__EXERCISE DETAILS__.
Reproduce verbatim the portion of the passage below on the insurer's duty of good faith, starting at "The duty of" and ending at "of contract action.".
::: DOCUMENT PASSAGE :::
The duty of good faith continues during any litigation that is brought to recover policy benefits. Knotts v. Zurich Ins. Co., 197 S.W.3d 512, 517-18 (Ky. 2006) (citing White v. Western Title Ins. Co., 710 P.2d 309, 316-17 (Cal. 1985), Haddick v. Valor Ins., 735 N.E.2d 132, 133 (Ill.App. 2000), Harris v. Fontenot, 606 So.2d 72, 74 (La.Ct.App. 1992), Palmer v. Farmers Ins. Exchange, 861 P.2d 895, 913 (Mont. 1993), O'Donnell ex rel. Mitro v. Allstate Ins. Co., 734 A.2d 901, 906 (Pa.Super.Ct. 1999) and Barefield v. DPIC Companies, 600 S.E.2d 256, 267 (W.Va. 2004)). See also Sinclair v. Zurich American Ins. Co., 129 F.Supp.3d 1252, 1257 (D.N.M. 2015). Here, Plaintiff alleges that State Farm acted in bad faith during the course of the underlying breach of contract action.
::: RECORD EXCERPTS :::
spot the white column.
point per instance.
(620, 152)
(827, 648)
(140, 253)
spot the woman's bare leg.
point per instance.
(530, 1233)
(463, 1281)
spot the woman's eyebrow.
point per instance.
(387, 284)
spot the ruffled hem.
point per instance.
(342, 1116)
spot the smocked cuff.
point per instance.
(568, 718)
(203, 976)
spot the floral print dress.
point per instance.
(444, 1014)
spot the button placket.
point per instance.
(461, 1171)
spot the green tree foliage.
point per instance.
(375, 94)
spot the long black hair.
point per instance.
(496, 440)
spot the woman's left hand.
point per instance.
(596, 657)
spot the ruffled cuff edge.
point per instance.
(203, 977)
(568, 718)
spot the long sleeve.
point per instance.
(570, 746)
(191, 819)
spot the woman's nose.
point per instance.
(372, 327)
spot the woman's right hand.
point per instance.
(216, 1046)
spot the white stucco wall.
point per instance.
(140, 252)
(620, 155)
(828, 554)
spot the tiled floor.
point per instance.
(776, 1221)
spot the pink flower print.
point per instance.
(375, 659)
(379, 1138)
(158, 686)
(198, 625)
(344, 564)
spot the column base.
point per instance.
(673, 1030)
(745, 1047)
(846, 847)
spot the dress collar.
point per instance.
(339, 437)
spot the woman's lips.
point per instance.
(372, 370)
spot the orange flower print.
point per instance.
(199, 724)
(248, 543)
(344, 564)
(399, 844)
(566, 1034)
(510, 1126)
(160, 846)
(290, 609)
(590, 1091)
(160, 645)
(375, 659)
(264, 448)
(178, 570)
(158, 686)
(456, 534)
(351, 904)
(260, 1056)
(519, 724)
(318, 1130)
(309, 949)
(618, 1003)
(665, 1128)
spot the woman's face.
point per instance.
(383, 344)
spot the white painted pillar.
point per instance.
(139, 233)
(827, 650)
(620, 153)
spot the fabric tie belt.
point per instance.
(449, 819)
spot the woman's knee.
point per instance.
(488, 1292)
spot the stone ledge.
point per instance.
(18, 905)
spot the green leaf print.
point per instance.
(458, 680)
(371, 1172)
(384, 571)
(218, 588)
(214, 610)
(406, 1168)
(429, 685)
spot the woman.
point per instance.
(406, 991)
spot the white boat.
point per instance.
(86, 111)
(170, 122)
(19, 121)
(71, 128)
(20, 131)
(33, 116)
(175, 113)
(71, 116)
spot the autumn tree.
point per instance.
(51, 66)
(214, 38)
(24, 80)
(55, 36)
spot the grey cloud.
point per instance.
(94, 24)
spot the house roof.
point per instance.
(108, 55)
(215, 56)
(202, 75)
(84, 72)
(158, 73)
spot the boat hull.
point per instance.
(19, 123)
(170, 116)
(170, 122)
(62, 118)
:::
__COMPLETED EXERCISE__.
The duty of good faith continues during any litigation that is brought to recover policy benefits. Knotts v. Zurich Ins. Co., 197 S.W.3d 512, 517-18 (Ky. 2006) (citing White v. Western Title Ins. Co., 710 P.2d 309, 316-17 (Cal. 1985), Haddick v. Valor Ins., 735 N.E.2d 132, 133 (Ill.App. 2000), Harris v. Fontenot, 606 So.2d 72, 74 (La.Ct.App. 1992), Palmer v. Farmers Ins. Exchange, 861 P.2d 895, 913 (Mont. 1993), O'Donnell ex rel. Mitro v. Allstate Ins. Co., 734 A.2d 901, 906 (Pa.Super.Ct. 1999) and Barefield v. DPIC Companies, 600 S.E.2d 256, 267 (W.Va. 2004)). See also Sinclair v. Zurich American Ins. Co., 129 F.Supp.3d 1252, 1257 (D.N.M. 2015). Here, Plaintiff alleges that State Farm acted in bad faith during the course of the underlying breach of contract action.